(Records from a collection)
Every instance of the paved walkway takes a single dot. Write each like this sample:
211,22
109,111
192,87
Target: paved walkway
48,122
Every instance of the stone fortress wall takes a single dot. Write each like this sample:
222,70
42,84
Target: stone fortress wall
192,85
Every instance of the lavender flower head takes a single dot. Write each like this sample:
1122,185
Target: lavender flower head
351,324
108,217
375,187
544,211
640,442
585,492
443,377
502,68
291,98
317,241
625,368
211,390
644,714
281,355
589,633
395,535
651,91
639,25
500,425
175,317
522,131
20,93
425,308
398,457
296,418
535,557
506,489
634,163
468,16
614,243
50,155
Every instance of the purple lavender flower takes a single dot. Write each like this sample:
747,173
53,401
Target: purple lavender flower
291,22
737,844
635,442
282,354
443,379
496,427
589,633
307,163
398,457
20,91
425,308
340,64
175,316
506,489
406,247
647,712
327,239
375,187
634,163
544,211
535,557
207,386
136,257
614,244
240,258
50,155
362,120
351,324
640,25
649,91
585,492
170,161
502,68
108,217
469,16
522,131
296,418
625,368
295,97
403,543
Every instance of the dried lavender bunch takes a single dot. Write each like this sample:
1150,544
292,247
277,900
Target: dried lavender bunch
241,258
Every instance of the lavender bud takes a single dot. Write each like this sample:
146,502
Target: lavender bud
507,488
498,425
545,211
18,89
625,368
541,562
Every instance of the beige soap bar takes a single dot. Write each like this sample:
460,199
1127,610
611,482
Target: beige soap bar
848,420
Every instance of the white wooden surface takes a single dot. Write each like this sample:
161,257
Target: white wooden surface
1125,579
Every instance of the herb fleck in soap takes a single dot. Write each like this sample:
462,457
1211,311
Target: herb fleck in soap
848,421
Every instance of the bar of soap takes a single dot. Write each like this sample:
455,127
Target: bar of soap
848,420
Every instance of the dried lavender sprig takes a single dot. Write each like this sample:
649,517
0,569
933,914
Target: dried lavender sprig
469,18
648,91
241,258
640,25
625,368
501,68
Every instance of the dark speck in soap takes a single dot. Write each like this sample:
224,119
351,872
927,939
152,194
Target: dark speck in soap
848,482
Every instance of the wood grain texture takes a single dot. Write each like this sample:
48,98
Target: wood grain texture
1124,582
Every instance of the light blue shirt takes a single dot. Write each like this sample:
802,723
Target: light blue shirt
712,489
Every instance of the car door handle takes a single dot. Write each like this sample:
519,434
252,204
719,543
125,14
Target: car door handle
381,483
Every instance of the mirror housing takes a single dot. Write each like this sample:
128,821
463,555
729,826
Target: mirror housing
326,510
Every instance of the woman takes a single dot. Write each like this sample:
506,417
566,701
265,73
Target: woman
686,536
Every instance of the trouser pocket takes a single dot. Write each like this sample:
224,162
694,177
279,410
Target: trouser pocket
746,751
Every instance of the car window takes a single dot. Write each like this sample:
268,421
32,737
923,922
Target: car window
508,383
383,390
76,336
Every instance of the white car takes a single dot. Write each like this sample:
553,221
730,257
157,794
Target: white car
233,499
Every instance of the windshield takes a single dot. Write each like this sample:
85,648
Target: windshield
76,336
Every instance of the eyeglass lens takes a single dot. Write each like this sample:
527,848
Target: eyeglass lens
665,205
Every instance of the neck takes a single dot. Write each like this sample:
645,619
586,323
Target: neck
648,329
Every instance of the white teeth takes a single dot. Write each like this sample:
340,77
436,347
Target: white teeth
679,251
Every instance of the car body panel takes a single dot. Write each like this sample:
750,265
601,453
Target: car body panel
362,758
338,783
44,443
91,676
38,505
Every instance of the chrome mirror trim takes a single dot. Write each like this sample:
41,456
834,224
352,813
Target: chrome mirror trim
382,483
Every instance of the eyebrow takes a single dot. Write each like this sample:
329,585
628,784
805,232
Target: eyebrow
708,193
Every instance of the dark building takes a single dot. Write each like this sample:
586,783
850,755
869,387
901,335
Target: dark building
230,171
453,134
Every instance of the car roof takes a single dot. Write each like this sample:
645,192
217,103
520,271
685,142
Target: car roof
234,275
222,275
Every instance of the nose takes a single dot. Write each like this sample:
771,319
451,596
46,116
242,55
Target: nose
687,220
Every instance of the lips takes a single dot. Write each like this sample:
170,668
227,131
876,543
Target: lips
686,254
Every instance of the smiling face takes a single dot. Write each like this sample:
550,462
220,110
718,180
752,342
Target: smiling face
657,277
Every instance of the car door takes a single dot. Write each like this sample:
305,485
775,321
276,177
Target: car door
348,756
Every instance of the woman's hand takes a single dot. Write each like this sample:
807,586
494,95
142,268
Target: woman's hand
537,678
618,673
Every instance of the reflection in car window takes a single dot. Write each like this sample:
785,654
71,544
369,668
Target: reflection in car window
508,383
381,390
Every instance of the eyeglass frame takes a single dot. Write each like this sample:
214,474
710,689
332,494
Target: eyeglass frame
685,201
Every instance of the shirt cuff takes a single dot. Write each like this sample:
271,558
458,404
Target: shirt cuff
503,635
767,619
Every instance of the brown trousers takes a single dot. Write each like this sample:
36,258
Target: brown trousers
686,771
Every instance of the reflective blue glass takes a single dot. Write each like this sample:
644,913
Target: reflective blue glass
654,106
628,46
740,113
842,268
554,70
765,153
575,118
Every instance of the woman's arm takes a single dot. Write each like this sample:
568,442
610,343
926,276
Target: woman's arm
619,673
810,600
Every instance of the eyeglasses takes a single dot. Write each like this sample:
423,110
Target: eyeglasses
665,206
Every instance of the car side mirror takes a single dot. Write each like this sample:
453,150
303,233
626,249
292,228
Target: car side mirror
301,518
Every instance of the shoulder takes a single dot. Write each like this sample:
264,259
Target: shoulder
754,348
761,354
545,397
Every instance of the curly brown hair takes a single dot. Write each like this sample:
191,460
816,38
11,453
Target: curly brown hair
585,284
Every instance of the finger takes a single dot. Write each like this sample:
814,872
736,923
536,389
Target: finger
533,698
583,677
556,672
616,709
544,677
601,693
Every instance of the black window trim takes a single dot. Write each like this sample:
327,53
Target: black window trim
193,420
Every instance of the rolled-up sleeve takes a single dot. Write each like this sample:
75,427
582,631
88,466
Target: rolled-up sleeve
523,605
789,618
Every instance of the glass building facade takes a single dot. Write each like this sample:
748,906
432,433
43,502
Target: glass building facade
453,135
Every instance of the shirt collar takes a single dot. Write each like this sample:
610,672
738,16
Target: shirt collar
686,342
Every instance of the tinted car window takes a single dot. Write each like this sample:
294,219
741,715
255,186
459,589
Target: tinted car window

- [Work required]: Each line of the data that holds "tinted" should be reported.

- [Answer area]:
Every instance of the tinted car window takes a single dot. Write each like this sample:
Target: tinted car window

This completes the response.